**Task statement**
Reproduce the line that contains "Would you mind annotating the stone house" and every line after it through the end of the records, exactly, with nothing added.
======== Information supplied
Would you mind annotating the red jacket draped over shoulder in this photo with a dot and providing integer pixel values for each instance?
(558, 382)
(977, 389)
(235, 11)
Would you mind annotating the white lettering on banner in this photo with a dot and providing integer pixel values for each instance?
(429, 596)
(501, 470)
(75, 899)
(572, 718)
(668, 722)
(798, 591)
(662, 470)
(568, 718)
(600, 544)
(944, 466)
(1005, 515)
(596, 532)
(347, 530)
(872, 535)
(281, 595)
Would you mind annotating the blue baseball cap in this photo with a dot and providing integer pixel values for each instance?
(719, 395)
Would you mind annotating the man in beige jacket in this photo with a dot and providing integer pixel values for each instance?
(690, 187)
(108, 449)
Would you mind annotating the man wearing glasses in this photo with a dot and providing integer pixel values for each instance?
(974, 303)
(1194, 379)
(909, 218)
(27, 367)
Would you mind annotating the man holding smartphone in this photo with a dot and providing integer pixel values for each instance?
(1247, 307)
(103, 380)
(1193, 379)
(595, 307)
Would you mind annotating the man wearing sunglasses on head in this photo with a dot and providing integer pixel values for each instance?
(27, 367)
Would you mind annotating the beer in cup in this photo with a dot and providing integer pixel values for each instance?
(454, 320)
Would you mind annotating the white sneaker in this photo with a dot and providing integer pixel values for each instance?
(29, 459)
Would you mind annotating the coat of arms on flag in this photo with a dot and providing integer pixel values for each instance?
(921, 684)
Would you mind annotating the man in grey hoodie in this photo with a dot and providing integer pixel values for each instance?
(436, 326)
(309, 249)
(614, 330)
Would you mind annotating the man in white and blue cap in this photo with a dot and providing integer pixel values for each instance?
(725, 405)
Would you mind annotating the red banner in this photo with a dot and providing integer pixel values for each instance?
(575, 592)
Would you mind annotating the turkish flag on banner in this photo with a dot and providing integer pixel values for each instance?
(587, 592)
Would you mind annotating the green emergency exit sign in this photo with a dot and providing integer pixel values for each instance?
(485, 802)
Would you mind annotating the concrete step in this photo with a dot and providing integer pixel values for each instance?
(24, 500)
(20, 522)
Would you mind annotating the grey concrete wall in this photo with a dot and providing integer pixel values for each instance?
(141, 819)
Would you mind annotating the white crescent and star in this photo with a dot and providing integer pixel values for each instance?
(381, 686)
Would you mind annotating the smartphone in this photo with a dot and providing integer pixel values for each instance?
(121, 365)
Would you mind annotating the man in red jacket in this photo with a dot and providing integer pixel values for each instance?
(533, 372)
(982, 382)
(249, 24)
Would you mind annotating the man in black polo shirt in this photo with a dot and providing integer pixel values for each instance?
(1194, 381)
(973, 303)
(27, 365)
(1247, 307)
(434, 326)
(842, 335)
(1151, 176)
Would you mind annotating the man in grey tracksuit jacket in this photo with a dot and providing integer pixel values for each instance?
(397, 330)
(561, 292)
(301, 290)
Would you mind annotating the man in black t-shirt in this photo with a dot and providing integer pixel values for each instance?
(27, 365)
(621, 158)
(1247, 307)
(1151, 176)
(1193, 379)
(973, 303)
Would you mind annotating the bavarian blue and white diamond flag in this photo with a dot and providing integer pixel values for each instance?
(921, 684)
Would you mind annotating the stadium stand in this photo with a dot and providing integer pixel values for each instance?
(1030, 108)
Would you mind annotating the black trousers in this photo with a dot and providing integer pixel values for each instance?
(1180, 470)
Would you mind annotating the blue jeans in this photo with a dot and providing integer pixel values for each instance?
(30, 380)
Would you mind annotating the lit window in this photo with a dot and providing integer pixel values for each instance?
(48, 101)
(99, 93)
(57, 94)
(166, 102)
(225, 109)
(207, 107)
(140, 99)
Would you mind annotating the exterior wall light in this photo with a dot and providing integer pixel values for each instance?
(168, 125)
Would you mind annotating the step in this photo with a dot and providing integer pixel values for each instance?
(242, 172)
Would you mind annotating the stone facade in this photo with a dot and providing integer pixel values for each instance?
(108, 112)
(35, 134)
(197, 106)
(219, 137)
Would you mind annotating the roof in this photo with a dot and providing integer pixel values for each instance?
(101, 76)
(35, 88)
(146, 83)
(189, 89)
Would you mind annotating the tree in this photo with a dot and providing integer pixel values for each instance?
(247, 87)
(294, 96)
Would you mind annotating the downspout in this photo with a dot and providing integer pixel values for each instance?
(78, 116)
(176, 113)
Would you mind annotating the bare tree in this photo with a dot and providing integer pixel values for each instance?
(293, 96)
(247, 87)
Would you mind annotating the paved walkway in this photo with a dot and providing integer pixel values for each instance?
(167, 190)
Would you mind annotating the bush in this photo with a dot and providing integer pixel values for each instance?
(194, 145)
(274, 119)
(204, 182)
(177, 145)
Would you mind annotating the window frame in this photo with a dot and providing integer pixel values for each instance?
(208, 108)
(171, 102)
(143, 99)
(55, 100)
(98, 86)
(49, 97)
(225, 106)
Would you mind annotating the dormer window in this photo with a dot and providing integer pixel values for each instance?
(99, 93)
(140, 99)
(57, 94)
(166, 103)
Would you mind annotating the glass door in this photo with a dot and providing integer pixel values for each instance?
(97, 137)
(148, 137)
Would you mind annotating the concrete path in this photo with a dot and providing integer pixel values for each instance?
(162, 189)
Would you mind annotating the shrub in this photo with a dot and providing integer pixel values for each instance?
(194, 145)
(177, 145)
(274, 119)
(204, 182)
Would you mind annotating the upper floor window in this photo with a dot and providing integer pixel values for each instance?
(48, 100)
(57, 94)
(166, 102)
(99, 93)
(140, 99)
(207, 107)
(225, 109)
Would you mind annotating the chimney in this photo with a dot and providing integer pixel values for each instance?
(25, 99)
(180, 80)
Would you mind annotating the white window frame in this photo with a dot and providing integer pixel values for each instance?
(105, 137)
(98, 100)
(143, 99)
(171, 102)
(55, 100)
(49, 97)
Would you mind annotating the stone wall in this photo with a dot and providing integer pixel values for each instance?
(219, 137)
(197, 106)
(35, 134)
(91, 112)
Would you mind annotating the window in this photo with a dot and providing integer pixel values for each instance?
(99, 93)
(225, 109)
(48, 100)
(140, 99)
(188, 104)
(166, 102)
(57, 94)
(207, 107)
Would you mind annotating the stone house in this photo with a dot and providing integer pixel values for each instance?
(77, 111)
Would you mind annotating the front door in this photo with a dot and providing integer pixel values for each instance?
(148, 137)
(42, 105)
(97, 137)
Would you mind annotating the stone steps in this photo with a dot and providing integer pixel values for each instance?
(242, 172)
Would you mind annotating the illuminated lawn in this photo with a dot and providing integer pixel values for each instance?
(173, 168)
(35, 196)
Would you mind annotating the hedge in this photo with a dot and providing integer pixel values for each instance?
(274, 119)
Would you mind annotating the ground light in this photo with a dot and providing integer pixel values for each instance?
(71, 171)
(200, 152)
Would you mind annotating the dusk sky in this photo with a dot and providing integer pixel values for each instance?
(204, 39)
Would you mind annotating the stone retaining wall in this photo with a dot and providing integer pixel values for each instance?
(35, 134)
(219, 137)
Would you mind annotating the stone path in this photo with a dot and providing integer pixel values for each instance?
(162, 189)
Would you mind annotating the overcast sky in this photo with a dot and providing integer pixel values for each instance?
================
**Answer in full**
Would you mind annotating the stone house in this photo with a dot and providing integer pixel values for each instance?
(77, 111)
Would you mind annotating the front door in this photo with a dot and providing integer pixel values for each instance?
(148, 137)
(42, 105)
(97, 137)
Would you mind annotating the stone steps in this photo with a dot and providing integer pixel values for each instance?
(242, 172)
Would you mind annotating the illuminated lawn in this photo with a dot and providing integer pixel values for each instance?
(173, 168)
(35, 196)
Would you mind annotating the hedge in this photo with a dot and providing integer pixel values for each instance?
(274, 119)
Would you mind annotating the ground light in this photo with a dot and providing integer pixel values for each instance?
(71, 171)
(200, 152)
Would you mind annotating the dusk sky in this photo with a dot and providing integer pixel values for each instance?
(204, 39)
Would you mind annotating the stone retaining wall in this photo with a dot and providing integer pixel values for each instance?
(35, 134)
(219, 137)
Would you mind annotating the stone path in this photo with a dot and providing integer pixel values for each instance?
(162, 189)
Would you mind annotating the overcast sky in this photo with a dot and providing integer pixel values for each instance?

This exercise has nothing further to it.